# INPUT
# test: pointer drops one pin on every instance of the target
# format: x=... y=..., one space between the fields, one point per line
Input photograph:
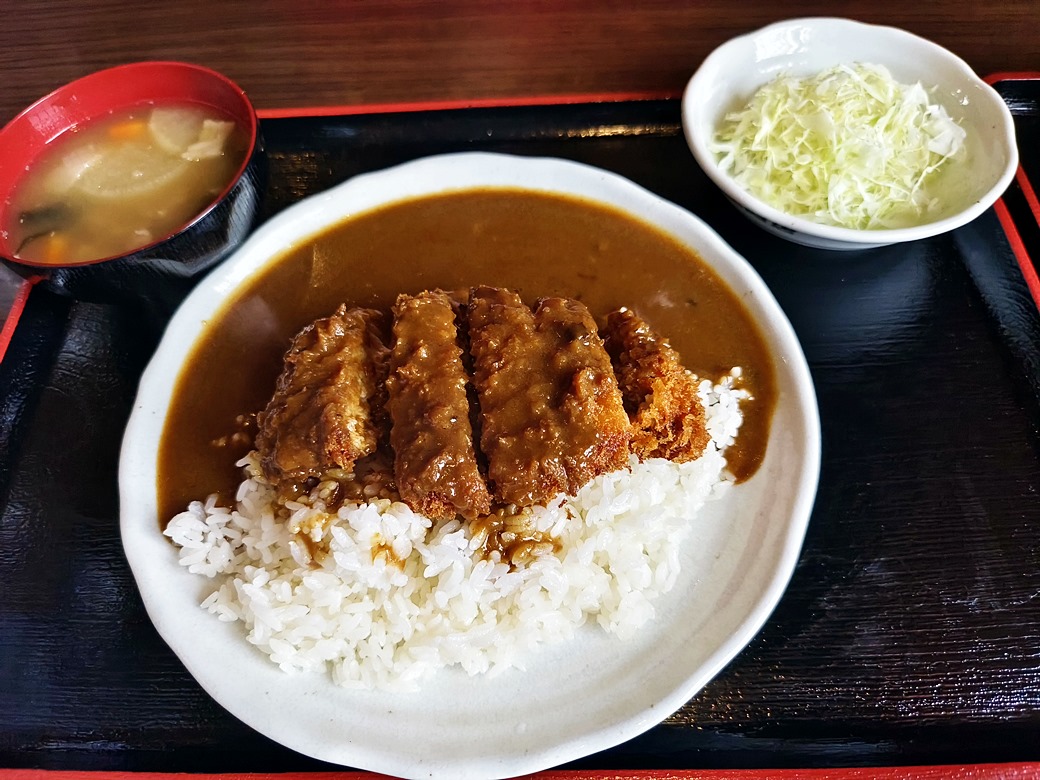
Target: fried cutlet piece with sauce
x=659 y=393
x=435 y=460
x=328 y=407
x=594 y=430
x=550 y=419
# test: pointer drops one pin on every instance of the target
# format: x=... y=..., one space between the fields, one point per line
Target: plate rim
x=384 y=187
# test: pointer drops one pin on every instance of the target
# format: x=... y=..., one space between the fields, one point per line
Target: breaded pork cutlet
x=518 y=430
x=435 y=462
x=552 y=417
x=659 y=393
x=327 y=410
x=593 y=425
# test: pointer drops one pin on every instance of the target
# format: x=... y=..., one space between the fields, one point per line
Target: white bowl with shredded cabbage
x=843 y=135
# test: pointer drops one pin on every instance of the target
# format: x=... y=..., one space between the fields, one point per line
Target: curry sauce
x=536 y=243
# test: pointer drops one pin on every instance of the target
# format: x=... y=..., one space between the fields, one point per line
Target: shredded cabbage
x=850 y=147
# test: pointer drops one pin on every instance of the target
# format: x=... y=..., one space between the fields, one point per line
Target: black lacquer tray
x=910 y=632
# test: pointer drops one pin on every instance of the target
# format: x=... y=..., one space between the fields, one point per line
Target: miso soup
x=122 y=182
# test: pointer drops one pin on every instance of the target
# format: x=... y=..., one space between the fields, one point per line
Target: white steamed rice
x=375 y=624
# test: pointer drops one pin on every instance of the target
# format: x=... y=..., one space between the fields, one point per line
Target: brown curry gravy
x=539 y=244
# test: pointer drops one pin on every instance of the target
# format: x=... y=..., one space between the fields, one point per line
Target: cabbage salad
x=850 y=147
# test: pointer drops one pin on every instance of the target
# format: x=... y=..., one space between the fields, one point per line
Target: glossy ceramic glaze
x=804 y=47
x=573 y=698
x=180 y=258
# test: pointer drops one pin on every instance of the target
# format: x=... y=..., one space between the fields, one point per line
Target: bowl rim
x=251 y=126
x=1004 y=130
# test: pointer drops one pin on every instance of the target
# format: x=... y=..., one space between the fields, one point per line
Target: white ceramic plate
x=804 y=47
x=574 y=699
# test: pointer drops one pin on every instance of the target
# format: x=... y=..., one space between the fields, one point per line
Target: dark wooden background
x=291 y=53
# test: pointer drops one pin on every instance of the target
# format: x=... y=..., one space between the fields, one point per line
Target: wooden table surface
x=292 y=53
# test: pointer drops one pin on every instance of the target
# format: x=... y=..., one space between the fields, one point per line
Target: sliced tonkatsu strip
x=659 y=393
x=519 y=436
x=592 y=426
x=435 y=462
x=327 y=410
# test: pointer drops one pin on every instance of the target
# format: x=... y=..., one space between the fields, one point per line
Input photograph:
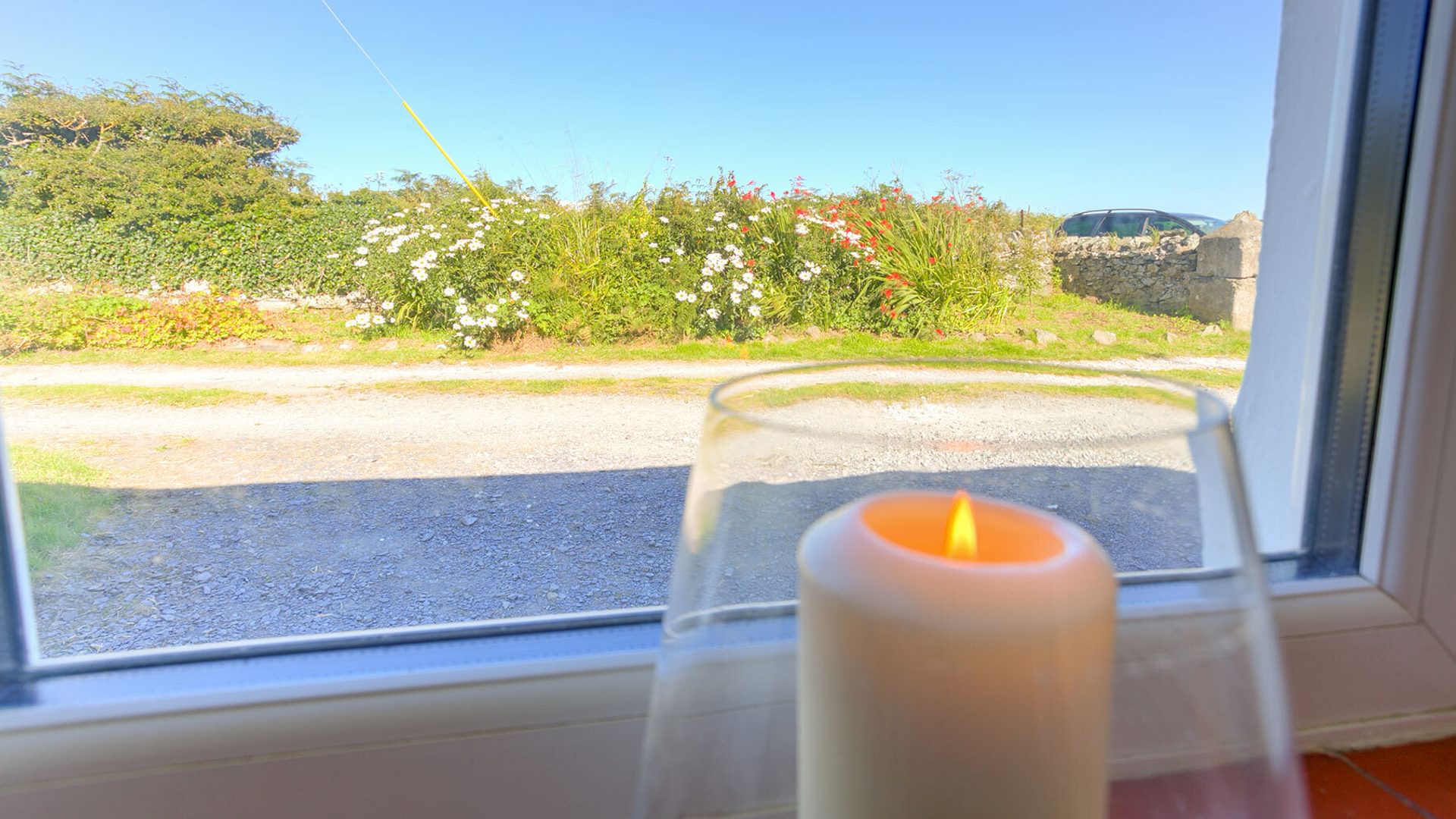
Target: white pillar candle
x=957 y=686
--
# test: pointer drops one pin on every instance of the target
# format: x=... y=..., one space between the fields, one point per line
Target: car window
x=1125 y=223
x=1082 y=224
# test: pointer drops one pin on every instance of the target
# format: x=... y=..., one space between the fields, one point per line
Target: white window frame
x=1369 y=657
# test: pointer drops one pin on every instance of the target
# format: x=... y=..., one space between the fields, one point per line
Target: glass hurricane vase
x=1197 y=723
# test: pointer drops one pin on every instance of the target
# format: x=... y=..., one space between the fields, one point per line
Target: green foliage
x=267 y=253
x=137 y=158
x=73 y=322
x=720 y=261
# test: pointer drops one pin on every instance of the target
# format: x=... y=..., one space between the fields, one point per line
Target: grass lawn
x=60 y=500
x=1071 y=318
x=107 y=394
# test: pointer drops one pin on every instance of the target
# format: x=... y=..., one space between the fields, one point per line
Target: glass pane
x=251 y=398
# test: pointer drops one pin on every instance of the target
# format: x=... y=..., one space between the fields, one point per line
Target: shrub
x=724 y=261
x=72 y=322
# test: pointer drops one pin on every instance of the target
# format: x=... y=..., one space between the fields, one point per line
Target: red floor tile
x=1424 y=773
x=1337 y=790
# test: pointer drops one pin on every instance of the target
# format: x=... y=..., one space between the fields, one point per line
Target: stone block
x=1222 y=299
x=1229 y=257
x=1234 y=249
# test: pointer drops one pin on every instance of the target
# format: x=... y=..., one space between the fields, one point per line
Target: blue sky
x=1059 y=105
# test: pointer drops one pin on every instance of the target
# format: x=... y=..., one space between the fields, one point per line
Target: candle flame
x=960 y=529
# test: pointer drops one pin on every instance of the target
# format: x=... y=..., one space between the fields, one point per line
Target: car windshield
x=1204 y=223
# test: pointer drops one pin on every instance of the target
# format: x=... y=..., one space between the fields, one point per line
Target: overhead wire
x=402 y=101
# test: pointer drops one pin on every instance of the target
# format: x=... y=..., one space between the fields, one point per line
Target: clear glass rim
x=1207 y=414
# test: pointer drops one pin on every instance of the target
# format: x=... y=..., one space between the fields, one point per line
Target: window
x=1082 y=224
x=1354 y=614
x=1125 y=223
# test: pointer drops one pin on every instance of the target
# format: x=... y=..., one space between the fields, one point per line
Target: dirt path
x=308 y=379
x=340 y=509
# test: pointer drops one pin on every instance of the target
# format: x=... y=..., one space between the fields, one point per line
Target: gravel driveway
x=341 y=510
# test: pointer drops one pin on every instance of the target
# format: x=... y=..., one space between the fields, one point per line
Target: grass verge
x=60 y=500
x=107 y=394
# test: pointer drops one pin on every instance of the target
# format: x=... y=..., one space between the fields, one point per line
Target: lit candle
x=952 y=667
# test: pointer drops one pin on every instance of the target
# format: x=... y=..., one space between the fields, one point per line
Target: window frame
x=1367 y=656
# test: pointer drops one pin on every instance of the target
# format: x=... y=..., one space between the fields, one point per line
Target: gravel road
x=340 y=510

# PROBLEM TO WORK ON
Pull out every line of the items above that contains the word "shredded" and copy each one out.

# SOLUTION TO THE EXERCISE
Target: white bowl with shredded cabbage
Target: shredded cabbage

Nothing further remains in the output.